▶ Do this: In the entries below, find the line containing "[locate] stone entablature". Copy it and all lines after it, exactly, through the end.

▶ Task data:
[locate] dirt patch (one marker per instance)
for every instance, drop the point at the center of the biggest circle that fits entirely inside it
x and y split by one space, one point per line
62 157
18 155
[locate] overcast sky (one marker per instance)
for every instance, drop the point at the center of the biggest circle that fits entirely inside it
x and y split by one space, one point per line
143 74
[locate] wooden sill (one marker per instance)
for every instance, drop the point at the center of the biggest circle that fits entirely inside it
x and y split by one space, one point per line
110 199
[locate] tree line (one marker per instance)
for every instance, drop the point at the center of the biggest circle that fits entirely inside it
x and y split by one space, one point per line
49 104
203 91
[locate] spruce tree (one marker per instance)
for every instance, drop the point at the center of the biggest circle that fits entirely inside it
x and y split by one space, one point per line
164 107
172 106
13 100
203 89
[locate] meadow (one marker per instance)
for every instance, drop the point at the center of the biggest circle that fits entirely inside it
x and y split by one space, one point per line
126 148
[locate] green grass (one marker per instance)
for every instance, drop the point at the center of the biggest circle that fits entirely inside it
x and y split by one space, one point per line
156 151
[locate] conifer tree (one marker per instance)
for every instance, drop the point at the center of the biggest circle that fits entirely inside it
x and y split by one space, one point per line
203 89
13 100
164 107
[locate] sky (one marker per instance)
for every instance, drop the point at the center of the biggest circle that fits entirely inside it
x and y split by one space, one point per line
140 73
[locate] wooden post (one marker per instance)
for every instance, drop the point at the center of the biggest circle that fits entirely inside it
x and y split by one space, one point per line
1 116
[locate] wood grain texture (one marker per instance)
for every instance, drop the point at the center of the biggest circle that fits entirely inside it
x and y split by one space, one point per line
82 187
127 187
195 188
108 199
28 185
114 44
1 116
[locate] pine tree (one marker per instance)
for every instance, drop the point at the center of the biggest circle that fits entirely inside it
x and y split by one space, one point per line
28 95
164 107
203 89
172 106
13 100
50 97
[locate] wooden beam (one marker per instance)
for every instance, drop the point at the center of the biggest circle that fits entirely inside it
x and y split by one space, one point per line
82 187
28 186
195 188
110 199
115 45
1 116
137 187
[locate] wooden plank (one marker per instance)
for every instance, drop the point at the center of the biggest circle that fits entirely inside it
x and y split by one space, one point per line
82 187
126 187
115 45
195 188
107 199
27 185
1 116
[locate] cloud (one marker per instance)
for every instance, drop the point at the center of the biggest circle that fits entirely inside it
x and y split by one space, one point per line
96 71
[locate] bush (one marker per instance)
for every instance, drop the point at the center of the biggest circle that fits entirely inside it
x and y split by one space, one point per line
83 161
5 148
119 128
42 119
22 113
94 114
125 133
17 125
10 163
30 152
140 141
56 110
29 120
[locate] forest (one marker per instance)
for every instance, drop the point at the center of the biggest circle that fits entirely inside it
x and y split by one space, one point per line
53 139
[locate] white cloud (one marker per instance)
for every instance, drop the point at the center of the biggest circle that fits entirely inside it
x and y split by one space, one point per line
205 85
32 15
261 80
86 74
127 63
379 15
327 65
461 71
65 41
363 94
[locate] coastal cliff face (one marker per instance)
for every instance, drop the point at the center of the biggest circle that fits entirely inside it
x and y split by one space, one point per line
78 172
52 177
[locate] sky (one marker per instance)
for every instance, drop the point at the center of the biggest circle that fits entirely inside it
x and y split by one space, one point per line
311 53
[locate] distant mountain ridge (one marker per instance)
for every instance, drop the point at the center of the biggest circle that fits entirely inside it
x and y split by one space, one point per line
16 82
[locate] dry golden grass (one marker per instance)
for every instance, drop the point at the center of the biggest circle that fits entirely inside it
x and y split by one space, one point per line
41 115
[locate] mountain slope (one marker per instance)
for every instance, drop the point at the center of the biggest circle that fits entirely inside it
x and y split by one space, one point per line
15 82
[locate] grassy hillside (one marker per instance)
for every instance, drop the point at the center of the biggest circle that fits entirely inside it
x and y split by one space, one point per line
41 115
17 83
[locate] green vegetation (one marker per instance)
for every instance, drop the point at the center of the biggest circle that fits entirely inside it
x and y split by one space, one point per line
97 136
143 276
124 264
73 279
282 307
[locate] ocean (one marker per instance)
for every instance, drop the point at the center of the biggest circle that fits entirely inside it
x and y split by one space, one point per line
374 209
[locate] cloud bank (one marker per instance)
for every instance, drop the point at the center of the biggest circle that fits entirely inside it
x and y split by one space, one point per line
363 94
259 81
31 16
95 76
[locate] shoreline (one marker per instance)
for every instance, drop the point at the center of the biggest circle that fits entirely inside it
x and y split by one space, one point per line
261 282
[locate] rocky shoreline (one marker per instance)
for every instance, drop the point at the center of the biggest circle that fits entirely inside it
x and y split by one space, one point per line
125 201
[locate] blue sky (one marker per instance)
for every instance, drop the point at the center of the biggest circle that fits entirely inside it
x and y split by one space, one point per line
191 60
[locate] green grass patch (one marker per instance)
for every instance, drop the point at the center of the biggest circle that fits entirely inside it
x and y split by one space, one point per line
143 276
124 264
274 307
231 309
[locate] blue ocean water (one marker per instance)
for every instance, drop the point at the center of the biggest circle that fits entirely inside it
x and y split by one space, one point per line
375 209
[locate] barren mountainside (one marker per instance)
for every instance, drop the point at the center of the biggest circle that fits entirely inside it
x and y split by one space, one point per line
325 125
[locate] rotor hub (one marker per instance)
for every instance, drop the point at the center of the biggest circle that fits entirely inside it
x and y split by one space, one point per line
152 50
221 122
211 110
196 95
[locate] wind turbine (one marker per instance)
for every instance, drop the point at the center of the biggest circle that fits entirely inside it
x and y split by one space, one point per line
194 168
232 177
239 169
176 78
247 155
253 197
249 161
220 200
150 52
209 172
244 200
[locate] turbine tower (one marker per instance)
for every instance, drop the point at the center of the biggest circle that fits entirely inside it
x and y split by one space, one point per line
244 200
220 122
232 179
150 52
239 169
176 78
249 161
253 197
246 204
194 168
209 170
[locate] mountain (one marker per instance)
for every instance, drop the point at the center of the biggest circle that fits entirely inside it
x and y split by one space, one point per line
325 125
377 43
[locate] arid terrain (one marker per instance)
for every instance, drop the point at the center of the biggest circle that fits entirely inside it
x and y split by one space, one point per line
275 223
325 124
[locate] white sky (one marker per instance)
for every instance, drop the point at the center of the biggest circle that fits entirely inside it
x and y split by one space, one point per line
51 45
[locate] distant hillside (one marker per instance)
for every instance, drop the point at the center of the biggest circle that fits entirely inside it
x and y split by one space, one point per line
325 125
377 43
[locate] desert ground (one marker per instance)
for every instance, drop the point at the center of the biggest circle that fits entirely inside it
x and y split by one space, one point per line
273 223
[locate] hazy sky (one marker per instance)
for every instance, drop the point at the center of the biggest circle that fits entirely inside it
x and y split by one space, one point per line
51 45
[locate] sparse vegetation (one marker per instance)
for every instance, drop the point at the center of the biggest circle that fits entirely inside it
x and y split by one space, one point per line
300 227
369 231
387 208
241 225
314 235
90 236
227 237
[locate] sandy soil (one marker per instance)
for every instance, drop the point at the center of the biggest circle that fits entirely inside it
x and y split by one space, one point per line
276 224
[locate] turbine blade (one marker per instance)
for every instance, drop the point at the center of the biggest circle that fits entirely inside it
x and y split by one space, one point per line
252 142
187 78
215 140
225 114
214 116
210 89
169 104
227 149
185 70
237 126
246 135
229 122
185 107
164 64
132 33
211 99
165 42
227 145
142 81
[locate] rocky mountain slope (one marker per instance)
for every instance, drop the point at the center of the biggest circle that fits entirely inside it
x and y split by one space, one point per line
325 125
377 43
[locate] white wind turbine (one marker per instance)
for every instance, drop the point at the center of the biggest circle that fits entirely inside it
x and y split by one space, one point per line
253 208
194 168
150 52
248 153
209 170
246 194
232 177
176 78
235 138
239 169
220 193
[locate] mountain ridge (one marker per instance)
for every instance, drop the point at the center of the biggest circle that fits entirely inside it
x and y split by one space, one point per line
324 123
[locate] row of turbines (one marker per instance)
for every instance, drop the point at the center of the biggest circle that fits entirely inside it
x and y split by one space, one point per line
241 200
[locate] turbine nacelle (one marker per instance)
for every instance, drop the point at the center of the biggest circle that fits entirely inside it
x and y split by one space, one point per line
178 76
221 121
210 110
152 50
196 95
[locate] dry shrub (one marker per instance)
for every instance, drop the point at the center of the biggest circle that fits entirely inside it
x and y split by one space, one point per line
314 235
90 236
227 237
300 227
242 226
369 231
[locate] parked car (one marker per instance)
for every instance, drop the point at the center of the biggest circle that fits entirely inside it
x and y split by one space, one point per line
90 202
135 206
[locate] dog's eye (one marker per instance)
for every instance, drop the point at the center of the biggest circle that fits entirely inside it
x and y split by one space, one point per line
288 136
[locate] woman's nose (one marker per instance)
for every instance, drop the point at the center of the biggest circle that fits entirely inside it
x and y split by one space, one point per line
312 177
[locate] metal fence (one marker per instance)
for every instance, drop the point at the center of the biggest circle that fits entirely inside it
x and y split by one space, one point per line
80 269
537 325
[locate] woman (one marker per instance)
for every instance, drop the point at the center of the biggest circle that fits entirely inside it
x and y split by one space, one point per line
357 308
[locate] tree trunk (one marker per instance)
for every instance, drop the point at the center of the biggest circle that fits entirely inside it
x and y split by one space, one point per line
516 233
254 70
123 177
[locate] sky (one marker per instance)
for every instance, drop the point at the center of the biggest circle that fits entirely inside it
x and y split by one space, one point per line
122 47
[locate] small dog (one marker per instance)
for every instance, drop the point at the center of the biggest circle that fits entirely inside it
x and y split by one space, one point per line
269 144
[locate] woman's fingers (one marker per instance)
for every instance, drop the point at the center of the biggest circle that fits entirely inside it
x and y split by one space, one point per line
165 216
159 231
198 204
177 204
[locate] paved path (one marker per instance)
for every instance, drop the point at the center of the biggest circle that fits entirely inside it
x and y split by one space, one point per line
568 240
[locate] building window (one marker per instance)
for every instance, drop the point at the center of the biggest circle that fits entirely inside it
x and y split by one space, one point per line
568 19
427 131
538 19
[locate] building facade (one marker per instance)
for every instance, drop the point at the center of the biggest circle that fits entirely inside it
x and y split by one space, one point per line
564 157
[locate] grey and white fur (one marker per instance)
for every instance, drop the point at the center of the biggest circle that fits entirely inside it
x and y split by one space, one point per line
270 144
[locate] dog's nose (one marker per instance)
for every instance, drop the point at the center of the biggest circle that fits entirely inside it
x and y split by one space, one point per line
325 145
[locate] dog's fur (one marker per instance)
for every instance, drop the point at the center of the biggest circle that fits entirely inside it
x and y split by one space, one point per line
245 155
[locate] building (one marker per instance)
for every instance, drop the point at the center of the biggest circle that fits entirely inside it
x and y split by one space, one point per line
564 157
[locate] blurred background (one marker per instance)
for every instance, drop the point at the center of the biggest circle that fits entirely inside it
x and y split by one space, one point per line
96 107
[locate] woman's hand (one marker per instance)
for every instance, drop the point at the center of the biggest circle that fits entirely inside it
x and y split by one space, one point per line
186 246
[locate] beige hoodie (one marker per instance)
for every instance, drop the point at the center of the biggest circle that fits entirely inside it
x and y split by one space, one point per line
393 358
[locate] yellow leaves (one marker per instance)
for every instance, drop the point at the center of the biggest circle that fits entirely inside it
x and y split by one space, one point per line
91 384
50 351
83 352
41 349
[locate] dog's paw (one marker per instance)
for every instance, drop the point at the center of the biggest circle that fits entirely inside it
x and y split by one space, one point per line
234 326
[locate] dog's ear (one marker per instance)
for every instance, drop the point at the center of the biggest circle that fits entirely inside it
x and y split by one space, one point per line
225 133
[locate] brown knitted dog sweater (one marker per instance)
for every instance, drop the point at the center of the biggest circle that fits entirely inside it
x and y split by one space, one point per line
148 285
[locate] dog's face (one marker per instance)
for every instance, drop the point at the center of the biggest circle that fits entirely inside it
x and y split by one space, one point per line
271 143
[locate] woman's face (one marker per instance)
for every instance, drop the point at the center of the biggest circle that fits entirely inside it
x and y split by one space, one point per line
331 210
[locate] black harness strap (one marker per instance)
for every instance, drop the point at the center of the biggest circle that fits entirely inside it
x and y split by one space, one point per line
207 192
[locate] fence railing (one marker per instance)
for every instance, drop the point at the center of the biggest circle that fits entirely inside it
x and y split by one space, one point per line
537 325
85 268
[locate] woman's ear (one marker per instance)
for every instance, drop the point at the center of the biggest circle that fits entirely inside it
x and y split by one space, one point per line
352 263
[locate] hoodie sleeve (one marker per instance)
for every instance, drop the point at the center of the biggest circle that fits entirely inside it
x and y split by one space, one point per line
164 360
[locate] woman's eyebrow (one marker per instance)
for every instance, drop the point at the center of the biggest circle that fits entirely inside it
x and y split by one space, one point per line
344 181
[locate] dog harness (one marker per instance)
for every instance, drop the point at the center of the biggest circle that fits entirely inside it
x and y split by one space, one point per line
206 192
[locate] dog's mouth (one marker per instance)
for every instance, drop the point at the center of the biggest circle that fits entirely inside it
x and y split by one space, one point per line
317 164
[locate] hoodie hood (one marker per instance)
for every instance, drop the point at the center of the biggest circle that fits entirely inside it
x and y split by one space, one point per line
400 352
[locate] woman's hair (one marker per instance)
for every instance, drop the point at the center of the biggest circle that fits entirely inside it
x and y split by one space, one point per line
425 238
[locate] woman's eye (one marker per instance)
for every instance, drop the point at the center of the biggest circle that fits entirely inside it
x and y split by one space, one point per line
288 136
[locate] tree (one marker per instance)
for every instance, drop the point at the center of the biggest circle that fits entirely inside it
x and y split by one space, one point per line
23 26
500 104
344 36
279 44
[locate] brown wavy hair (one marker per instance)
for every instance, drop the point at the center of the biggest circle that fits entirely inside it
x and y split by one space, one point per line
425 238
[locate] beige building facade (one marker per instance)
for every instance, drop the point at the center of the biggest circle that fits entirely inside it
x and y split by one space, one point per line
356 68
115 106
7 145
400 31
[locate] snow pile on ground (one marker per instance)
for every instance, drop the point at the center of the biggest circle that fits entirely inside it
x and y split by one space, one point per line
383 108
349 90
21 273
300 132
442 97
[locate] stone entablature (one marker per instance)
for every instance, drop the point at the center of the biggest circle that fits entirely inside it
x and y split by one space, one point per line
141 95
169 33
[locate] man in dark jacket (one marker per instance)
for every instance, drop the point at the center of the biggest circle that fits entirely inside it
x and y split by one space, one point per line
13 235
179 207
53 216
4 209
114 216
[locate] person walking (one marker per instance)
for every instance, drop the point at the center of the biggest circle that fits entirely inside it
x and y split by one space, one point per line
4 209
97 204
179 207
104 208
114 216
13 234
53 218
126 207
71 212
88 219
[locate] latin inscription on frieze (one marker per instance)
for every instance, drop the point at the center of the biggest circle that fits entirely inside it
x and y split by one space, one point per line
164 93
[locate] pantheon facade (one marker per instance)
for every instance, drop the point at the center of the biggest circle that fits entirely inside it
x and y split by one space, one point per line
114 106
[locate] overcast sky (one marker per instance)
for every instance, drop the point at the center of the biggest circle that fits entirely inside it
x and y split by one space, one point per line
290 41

▶ Finished task:
[locate] stone entablature (one marker per instance)
for every instance, drop the point at the center of the biggest circle that fits entirely inside it
x and y split by one space, one point per line
141 95
169 33
[locate] man in dark jacket (one marker per instance)
for every instance, drop the point at the center of the biggest circle that fits entirely inside it
x and y split by one space, one point per line
13 235
179 207
53 216
4 209
114 216
[locate] person walking (one marker per instance)
for every instance, drop the point at the center of the biggest circle that fits entirely inside it
x and y split by one space, one point per line
4 209
97 204
179 207
104 208
114 216
13 234
53 218
126 207
71 212
88 219
[locate] latin inscription on frieze (one marker per instance)
for every instance, drop the point at the center of the biggest circle that fits entirely inside it
x and y split by one space, one point per line
164 93
[locate] pantheon facade (one marker per instance)
for every instance, drop the point at the center of the biggest circle that fits entirely inside it
x and y split by one space, one point per line
114 106
[locate] overcast sky (one marker per instance)
for every instance, drop the point at the center of the biggest circle that fits entirely inside it
x and y split by one space, one point per line
290 41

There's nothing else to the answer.